Reproduce all of the entries below word for word, leaving out the pictures.

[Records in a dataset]
———
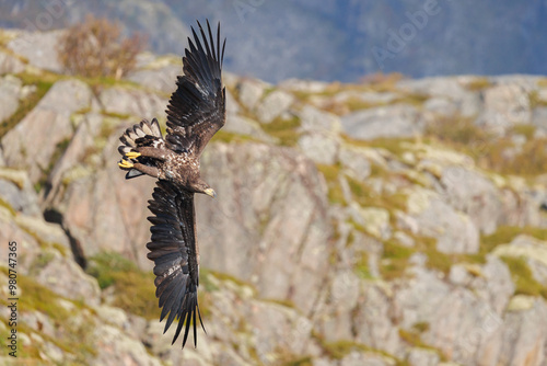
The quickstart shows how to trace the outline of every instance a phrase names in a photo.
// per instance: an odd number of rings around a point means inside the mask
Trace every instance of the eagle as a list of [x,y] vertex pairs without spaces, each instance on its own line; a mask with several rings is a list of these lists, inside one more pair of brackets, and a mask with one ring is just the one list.
[[[216,197],[214,191],[201,178],[199,158],[211,137],[225,123],[225,88],[221,81],[226,39],[220,47],[220,22],[214,39],[209,21],[207,32],[199,22],[201,39],[191,27],[194,42],[183,57],[184,76],[178,76],[176,91],[167,110],[166,136],[162,136],[158,119],[143,119],[127,128],[119,138],[119,168],[126,179],[150,175],[156,186],[149,201],[153,216],[148,259],[154,262],[155,296],[162,308],[160,321],[167,317],[164,333],[176,319],[175,343],[183,327],[183,348],[194,324],[194,346],[197,346],[197,321],[205,332],[198,307],[199,249],[196,240],[194,194]],[[185,324],[185,325],[184,325]]]

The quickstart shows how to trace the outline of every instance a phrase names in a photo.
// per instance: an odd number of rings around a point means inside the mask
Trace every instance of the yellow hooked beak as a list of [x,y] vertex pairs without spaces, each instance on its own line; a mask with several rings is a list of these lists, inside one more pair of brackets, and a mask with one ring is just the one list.
[[203,193],[207,194],[208,196],[217,198],[217,192],[214,192],[213,188],[207,188],[207,190],[203,191]]

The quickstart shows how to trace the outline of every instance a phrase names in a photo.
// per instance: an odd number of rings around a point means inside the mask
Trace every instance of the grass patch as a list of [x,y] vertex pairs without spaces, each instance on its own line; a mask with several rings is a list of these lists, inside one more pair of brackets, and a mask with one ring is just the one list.
[[519,151],[510,136],[497,138],[476,126],[472,118],[443,118],[431,124],[426,134],[443,145],[473,157],[477,164],[500,174],[536,176],[547,171],[547,138],[532,138],[533,126],[520,125],[515,134],[526,136],[527,141]]
[[211,138],[211,142],[241,144],[241,142],[259,142],[259,140],[248,135],[238,135],[221,129],[218,130],[217,134],[214,134],[214,136]]
[[356,274],[363,279],[372,279],[373,276],[369,268],[369,254],[366,252],[359,252],[356,254],[356,265],[353,270]]
[[351,190],[353,199],[362,207],[381,207],[389,213],[395,210],[406,210],[408,201],[407,194],[397,192],[393,195],[377,195],[372,192],[368,184],[349,175],[346,176],[346,179]]
[[326,355],[334,359],[342,359],[351,352],[371,352],[372,348],[354,341],[321,342]]
[[534,90],[528,94],[528,101],[531,108],[547,106],[547,101],[539,99],[539,93],[537,92],[537,90]]
[[404,277],[409,266],[408,260],[415,252],[415,249],[403,247],[395,241],[385,241],[384,254],[380,265],[382,277],[385,281]]
[[7,201],[4,201],[2,197],[0,197],[0,206],[8,209],[10,211],[11,216],[15,216],[15,214],[16,214],[15,209]]
[[536,126],[534,125],[515,125],[511,128],[511,133],[515,135],[523,135],[527,140],[534,138],[534,134],[536,131]]
[[114,286],[113,306],[146,319],[158,318],[159,307],[152,272],[139,270],[133,262],[114,252],[102,252],[92,256],[86,272],[97,278],[102,289]]
[[492,85],[492,82],[486,78],[486,77],[480,77],[480,78],[475,78],[472,81],[469,81],[465,88],[469,91],[482,91],[487,88],[490,88]]
[[268,124],[260,124],[260,127],[266,134],[277,138],[279,145],[295,146],[299,141],[300,134],[298,133],[298,128],[300,127],[300,118],[296,116],[288,119],[276,117]]
[[[2,268],[8,274],[8,270]],[[18,274],[18,287],[22,289],[19,305],[22,311],[36,310],[45,313],[56,324],[61,324],[71,313],[57,304],[59,295],[31,277]]]
[[547,298],[547,288],[534,279],[524,258],[502,256],[511,272],[515,285],[515,295],[542,296]]
[[491,134],[477,126],[473,118],[464,117],[439,118],[427,126],[426,135],[458,147],[472,147],[478,142],[489,141],[492,138]]
[[421,340],[420,332],[417,331],[414,327],[412,327],[411,330],[399,329],[399,338],[403,341],[405,341],[406,343],[408,343],[412,347],[424,348],[424,350],[429,350],[429,351],[432,351],[432,352],[437,353],[439,355],[439,358],[442,362],[446,362],[447,361],[446,356],[441,351],[439,351],[439,350],[434,348],[433,346],[424,343]]

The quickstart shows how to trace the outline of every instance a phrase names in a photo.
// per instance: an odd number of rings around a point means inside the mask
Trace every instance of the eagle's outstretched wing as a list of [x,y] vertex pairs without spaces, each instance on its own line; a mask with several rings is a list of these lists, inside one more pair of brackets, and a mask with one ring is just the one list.
[[160,299],[160,308],[163,307],[160,321],[168,314],[163,332],[176,318],[175,343],[186,321],[184,347],[194,322],[194,345],[197,345],[196,312],[201,327],[203,323],[198,307],[199,251],[194,193],[160,180],[152,198],[149,208],[154,216],[148,218],[153,224],[150,229],[152,238],[147,248],[150,250],[148,258],[154,261],[155,296]]
[[226,44],[224,38],[221,52],[220,23],[217,44],[209,21],[209,42],[199,22],[198,25],[203,44],[191,28],[196,44],[188,38],[189,49],[186,48],[186,56],[183,57],[184,76],[177,77],[177,90],[171,95],[165,111],[170,148],[197,157],[225,122],[225,89],[222,87],[221,69]]

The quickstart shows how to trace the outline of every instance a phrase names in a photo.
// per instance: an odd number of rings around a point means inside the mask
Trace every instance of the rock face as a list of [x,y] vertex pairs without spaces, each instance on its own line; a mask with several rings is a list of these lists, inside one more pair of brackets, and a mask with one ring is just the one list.
[[345,131],[360,139],[377,137],[412,137],[422,133],[424,124],[411,105],[379,106],[354,112],[342,118]]
[[[198,224],[201,248],[211,253],[203,265],[253,283],[265,298],[311,311],[311,290],[325,281],[324,239],[330,236],[326,187],[315,167],[292,150],[264,145],[212,147],[202,165],[206,181],[225,197],[197,201],[198,222],[214,222]],[[302,277],[309,278],[305,286],[294,283]]]
[[36,182],[42,171],[48,169],[58,144],[72,136],[71,114],[89,107],[91,98],[91,89],[75,79],[55,83],[38,105],[2,138],[8,167],[26,169]]
[[[150,54],[139,65],[137,88],[49,75],[2,137],[0,240],[18,242],[23,362],[546,363],[545,80],[226,75],[228,123],[201,157],[218,198],[196,197],[210,336],[181,352],[158,322],[146,258],[154,180],[126,181],[116,165],[125,128],[165,118],[176,71]],[[2,118],[26,80],[0,79]],[[2,334],[9,316],[3,307]]]

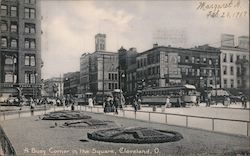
———
Correct response
The quickstart shows how to trace the outline of every instance a phrase names in a photo.
// per instance: an odd number of rings around a point means inside the mask
Trace every instance of the eagle as a list of [x,y] vertex pairs without spaces, each instance on its own line; a mask with several rings is a list of these lists, inside one more pair of brackets, and a mask with one ring is just the one list.
[[[216,197],[214,191],[201,178],[199,158],[211,137],[225,123],[225,88],[221,81],[226,39],[220,47],[220,22],[214,39],[209,21],[207,32],[199,22],[201,39],[191,27],[194,42],[183,57],[184,76],[178,76],[176,91],[167,110],[166,136],[162,136],[158,119],[143,119],[127,128],[119,138],[119,168],[126,179],[150,175],[156,186],[149,201],[153,216],[148,259],[154,262],[155,296],[162,308],[160,321],[167,317],[164,333],[176,319],[175,343],[183,327],[183,348],[194,324],[194,346],[197,346],[197,321],[205,332],[198,307],[199,249],[196,240],[194,194]],[[185,324],[185,325],[184,325]]]

The quickstart shows how to trace the outline of every instance a phrase names in a photo.
// per instance: an odd number of rings around a point means inside the mask
Trace every instance of the yellow hooked beak as a list of [x,y] vertex pairs without spaces, each instance on its own line; a mask with several rings is a list of these lists, inside one more pair of brackets, and a mask with one ring is just the one list.
[[203,193],[207,194],[208,196],[217,198],[217,192],[214,192],[213,188],[207,188],[207,190],[203,191]]

The quickstart shows how to trace the outline of every instance a phrase names in a photo.
// per instance: an odd number of rings around a point means inside the mask
Trace every instance of the grass patch as a list of [x,y] vertex pairs without spaces, each instance on its own line; a mask with several rings is a list of these lists, inside one more pair of brackets, and a mask with one ring is just the one list.
[[519,151],[510,136],[497,138],[476,126],[472,118],[443,118],[431,124],[426,134],[443,145],[473,157],[477,164],[500,174],[536,176],[547,171],[547,138],[532,138],[533,126],[520,125],[515,134],[526,136],[527,141]]
[[211,138],[211,142],[241,144],[241,142],[259,142],[259,140],[248,135],[238,135],[221,129],[218,130],[217,134],[214,134],[214,136]]
[[356,274],[363,279],[372,279],[373,276],[369,268],[369,254],[366,252],[359,252],[356,254],[356,265],[353,270]]
[[351,190],[353,199],[362,207],[381,207],[389,213],[395,210],[406,210],[408,201],[407,194],[397,192],[393,195],[377,195],[372,192],[368,184],[349,175],[346,176],[346,179]]
[[326,355],[334,359],[342,359],[351,352],[371,352],[372,348],[354,341],[321,342]]
[[534,90],[528,94],[528,101],[531,108],[547,106],[547,101],[539,99],[539,93],[537,92],[537,90]]
[[404,277],[409,266],[408,260],[415,252],[415,249],[403,247],[395,241],[385,241],[384,254],[380,265],[382,277],[385,281]]
[[7,201],[4,201],[2,197],[0,197],[0,206],[8,209],[10,211],[11,216],[15,216],[15,214],[16,214],[15,209]]
[[536,126],[534,125],[515,125],[511,128],[511,133],[515,135],[523,135],[527,140],[534,138],[534,134],[536,131]]
[[114,286],[113,306],[146,319],[158,318],[159,307],[152,272],[139,270],[133,262],[114,252],[102,252],[92,256],[86,272],[97,278],[102,289]]
[[492,85],[492,82],[486,78],[486,77],[480,77],[480,78],[475,78],[472,81],[469,81],[465,88],[469,91],[482,91],[487,88],[490,88]]
[[268,124],[260,124],[260,127],[266,134],[277,138],[279,145],[295,146],[299,141],[300,134],[298,133],[298,128],[300,127],[300,118],[296,116],[288,119],[276,117]]
[[[2,268],[8,274],[8,270]],[[18,274],[18,287],[22,289],[19,305],[22,311],[36,310],[45,313],[56,324],[61,324],[71,313],[57,304],[59,295],[31,277]]]
[[547,298],[547,288],[534,279],[524,258],[502,256],[511,272],[515,285],[515,295],[542,296]]
[[491,134],[477,126],[473,118],[464,117],[439,118],[427,126],[426,135],[458,147],[472,147],[478,142],[489,141],[492,138]]
[[421,340],[420,332],[417,331],[414,327],[412,327],[411,330],[399,329],[399,338],[403,341],[405,341],[406,343],[408,343],[412,347],[424,348],[424,350],[429,350],[429,351],[432,351],[432,352],[437,353],[439,355],[439,358],[442,362],[446,362],[447,361],[446,356],[441,351],[439,351],[439,350],[434,348],[433,346],[424,343]]

The quickstart shows how to trace the outline of every instance a phrase names in a photo.
// per instance: an odd number of rings around a point means inside the mask
Trace every instance of the eagle's outstretched wing as a list of [x,y] vertex pairs without spaces, each instance on its own line; a mask with several rings is a list of these lists, inside one more pair of brackets, and a mask with one ring is just the one list.
[[160,299],[160,308],[163,307],[160,321],[168,314],[163,332],[176,318],[175,343],[186,321],[184,347],[194,322],[194,345],[197,345],[196,312],[201,327],[203,323],[198,307],[199,251],[194,193],[160,180],[152,198],[149,208],[154,216],[148,218],[153,224],[150,229],[152,238],[147,248],[150,250],[148,258],[154,261],[155,296]]
[[226,44],[224,38],[221,52],[220,23],[217,44],[209,21],[209,42],[199,22],[198,25],[203,44],[191,28],[196,44],[188,38],[189,49],[186,48],[186,56],[183,57],[184,76],[177,77],[177,90],[171,95],[165,111],[170,148],[197,157],[225,122],[225,89],[222,87],[221,69]]

The quickstart shows how to trace the outline of every instance a phrase names in a photo.
// per instance: an odd number of rings around a point means inside the mask
Trace every instance of the rock face as a list of [x,y] vertex pairs without spaces, each instance on its own line; a mask with several rings is a list of these lists, inside one more pair of brackets, and a mask with one ring is just the one list.
[[345,131],[360,139],[377,137],[412,137],[422,133],[424,124],[411,105],[379,106],[354,112],[342,118]]
[[[198,224],[201,248],[211,253],[203,265],[253,283],[265,298],[311,311],[311,290],[325,281],[324,239],[330,236],[326,187],[315,167],[292,150],[264,145],[212,147],[202,165],[206,181],[225,197],[197,201],[198,222],[214,222]],[[302,277],[309,278],[305,286],[294,283]]]
[[36,182],[42,171],[48,169],[58,144],[72,136],[71,114],[89,107],[91,98],[91,89],[75,79],[55,83],[38,105],[2,138],[8,167],[26,169]]
[[[150,54],[139,65],[137,88],[49,75],[2,137],[0,240],[18,242],[23,362],[546,363],[545,80],[226,75],[228,123],[201,157],[218,198],[196,197],[210,336],[181,352],[158,322],[146,258],[154,180],[126,181],[116,165],[125,128],[165,118],[176,71]],[[2,118],[26,80],[0,79]],[[2,334],[9,316],[3,307]]]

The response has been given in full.